[Excerpts from point annotation data]
--- Begin ---

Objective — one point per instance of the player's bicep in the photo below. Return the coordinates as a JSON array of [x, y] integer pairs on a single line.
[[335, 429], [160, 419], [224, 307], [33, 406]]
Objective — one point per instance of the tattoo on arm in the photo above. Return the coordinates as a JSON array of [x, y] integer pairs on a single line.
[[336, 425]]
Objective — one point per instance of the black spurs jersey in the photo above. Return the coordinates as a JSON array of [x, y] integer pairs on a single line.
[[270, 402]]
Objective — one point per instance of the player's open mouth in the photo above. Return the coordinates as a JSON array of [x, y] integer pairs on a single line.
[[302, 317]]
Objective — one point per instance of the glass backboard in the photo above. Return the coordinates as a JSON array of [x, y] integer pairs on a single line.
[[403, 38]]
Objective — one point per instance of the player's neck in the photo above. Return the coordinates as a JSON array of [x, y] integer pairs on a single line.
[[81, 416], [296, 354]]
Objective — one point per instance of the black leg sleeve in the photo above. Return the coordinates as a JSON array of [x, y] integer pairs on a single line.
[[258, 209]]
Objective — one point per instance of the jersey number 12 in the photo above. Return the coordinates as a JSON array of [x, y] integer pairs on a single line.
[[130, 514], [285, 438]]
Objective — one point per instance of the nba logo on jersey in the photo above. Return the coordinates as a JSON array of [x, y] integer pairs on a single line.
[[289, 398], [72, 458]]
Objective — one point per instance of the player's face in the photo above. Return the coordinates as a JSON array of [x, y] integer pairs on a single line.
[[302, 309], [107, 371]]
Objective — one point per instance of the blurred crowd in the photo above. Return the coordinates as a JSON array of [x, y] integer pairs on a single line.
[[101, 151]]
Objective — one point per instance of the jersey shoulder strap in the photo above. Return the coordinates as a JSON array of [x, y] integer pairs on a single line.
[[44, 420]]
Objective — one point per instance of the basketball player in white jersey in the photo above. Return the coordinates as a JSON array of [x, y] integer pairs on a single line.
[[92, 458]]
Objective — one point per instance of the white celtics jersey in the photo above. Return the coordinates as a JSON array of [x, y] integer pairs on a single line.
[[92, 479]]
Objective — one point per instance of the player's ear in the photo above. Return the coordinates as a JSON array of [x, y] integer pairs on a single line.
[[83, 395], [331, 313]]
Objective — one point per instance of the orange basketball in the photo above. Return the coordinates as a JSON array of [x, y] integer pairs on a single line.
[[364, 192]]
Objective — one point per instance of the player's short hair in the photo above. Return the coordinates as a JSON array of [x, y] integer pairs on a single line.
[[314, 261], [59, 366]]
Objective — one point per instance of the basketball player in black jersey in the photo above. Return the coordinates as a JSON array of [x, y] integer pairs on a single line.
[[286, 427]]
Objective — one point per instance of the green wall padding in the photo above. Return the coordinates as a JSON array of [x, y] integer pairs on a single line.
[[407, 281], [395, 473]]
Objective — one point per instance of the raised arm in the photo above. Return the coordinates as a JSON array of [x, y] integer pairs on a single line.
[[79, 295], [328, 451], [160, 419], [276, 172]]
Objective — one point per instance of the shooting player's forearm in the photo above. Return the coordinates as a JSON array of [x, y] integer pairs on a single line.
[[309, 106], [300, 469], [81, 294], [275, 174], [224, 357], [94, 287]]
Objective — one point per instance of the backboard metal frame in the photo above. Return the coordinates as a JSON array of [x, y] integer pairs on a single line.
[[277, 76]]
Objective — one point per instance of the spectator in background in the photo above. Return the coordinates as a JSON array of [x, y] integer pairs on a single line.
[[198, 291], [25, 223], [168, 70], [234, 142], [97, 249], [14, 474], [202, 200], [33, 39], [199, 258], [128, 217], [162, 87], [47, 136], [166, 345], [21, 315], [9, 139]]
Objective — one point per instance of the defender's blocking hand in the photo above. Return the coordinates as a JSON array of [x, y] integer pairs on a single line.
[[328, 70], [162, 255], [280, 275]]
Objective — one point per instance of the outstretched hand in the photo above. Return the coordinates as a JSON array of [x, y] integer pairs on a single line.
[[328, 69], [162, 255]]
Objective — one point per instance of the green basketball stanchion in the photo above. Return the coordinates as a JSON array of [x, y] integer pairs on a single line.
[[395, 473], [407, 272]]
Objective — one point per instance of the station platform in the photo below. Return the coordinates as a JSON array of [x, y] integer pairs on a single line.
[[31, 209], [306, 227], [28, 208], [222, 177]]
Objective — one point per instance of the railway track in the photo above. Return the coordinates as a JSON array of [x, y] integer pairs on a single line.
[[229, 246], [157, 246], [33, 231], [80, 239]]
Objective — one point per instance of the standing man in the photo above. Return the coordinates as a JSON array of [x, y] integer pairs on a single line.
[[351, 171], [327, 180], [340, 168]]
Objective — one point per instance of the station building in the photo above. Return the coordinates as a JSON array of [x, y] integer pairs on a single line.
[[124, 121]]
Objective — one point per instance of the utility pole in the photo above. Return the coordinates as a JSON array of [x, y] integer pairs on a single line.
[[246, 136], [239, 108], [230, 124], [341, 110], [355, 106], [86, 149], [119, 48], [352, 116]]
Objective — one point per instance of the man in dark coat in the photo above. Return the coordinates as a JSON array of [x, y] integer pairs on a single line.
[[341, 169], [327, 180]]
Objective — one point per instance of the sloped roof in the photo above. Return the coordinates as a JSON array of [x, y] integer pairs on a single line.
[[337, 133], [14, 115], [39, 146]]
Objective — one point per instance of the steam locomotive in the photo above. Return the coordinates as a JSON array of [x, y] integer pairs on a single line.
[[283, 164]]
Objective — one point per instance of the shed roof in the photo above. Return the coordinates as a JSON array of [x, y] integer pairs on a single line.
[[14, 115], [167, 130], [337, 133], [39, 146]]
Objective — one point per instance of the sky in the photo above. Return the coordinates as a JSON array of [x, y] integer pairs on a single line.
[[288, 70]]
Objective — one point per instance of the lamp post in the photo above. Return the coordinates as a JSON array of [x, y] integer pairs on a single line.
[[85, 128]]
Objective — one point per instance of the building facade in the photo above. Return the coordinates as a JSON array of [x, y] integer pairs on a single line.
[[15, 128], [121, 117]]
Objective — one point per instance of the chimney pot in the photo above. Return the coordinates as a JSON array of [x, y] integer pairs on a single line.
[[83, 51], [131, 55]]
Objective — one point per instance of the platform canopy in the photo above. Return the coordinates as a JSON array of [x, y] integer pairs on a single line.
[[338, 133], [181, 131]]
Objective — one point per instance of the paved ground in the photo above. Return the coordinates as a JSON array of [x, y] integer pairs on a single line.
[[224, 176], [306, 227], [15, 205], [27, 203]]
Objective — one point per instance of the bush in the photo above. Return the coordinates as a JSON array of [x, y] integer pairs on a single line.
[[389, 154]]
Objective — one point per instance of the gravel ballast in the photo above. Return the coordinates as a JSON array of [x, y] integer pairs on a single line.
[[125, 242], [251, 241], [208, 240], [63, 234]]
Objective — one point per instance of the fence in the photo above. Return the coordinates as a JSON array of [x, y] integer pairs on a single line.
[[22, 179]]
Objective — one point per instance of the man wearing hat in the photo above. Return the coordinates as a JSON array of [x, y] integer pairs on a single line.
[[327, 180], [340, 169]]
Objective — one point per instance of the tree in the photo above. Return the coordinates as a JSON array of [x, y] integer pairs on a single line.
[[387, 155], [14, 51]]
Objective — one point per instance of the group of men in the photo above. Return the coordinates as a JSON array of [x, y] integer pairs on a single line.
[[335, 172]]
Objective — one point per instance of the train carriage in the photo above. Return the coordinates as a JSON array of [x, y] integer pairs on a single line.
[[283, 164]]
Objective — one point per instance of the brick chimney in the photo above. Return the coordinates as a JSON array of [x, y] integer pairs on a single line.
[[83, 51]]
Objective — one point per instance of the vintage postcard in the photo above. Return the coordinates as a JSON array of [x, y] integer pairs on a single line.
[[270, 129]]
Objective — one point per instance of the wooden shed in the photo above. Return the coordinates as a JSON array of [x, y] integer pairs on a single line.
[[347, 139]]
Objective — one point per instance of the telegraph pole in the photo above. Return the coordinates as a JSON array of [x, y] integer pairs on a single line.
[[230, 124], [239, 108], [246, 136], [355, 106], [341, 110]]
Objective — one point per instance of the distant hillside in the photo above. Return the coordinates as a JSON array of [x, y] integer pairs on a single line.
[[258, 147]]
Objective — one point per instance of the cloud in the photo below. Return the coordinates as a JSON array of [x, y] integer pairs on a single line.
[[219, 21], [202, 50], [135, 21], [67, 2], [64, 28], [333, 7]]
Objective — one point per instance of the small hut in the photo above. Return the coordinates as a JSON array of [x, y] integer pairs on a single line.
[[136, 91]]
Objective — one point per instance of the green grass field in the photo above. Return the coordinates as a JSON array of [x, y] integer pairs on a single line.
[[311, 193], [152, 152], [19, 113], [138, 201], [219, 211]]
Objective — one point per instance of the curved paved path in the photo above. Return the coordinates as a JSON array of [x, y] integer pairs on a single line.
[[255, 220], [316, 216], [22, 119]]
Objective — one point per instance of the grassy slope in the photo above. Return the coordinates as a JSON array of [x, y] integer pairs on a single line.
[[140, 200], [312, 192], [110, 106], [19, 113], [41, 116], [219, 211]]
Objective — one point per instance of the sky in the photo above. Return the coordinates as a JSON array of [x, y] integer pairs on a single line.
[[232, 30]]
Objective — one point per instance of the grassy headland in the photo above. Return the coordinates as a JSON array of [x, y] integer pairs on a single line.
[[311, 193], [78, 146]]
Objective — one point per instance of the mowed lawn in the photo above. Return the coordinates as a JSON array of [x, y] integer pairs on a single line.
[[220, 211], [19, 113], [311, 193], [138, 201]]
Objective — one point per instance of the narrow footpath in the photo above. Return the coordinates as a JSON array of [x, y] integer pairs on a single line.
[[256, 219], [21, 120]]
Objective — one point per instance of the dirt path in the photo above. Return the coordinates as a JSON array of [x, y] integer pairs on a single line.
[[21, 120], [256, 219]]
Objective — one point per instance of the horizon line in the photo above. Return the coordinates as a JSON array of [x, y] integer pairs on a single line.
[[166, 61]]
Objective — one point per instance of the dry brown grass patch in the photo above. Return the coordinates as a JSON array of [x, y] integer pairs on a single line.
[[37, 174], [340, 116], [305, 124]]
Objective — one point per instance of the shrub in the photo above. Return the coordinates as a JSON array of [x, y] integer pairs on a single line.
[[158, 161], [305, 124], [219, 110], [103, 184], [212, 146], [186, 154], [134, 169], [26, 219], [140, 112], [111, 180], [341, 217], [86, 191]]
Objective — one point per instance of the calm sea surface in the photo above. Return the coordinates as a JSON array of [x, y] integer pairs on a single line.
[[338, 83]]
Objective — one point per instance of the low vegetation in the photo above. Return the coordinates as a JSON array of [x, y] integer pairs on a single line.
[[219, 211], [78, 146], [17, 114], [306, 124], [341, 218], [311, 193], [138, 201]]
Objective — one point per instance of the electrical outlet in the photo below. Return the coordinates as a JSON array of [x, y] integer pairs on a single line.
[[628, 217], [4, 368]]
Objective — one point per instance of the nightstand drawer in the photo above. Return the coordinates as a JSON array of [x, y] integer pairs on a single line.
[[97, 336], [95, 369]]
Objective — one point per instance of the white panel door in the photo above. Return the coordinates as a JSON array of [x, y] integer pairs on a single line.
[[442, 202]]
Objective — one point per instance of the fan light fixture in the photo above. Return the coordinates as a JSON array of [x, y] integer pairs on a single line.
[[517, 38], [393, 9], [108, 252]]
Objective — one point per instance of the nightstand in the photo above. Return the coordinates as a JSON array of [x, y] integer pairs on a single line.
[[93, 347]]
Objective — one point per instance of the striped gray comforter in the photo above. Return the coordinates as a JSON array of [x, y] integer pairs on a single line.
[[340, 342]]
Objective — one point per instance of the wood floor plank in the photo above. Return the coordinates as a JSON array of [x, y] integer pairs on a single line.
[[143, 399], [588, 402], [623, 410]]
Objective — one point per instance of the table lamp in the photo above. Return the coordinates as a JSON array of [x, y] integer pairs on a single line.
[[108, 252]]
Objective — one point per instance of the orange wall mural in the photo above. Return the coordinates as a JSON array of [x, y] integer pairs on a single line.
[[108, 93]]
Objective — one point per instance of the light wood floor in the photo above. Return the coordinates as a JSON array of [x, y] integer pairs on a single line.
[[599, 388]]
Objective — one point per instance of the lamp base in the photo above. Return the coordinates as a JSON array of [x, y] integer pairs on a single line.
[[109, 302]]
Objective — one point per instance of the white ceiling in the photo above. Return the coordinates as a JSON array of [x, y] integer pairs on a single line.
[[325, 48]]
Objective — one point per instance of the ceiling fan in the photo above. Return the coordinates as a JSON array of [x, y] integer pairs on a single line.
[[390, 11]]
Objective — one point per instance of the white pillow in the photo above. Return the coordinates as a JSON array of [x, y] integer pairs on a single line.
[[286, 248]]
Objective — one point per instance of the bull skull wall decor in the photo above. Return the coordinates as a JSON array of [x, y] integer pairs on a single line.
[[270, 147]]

--- End ---

Written exercise:
Please reproduce, word for word, the stretch of the material above from the line containing "Objective — one point per instance of the bush" through the line containing "[[125, 242], [251, 241], [208, 240], [63, 234]]", with both of those lines included.

Correct result:
Objective — one point per instance of the bush in the photo above. Return the coordinates as a JSON array of [x, y] integer pairs on a single line.
[[389, 154]]
Objective — one point per instance of the gravel ballast in the photo above. Return the coordinates as a JSON array of [x, y] integer pairs on a single line.
[[125, 242], [251, 241], [208, 240], [63, 234]]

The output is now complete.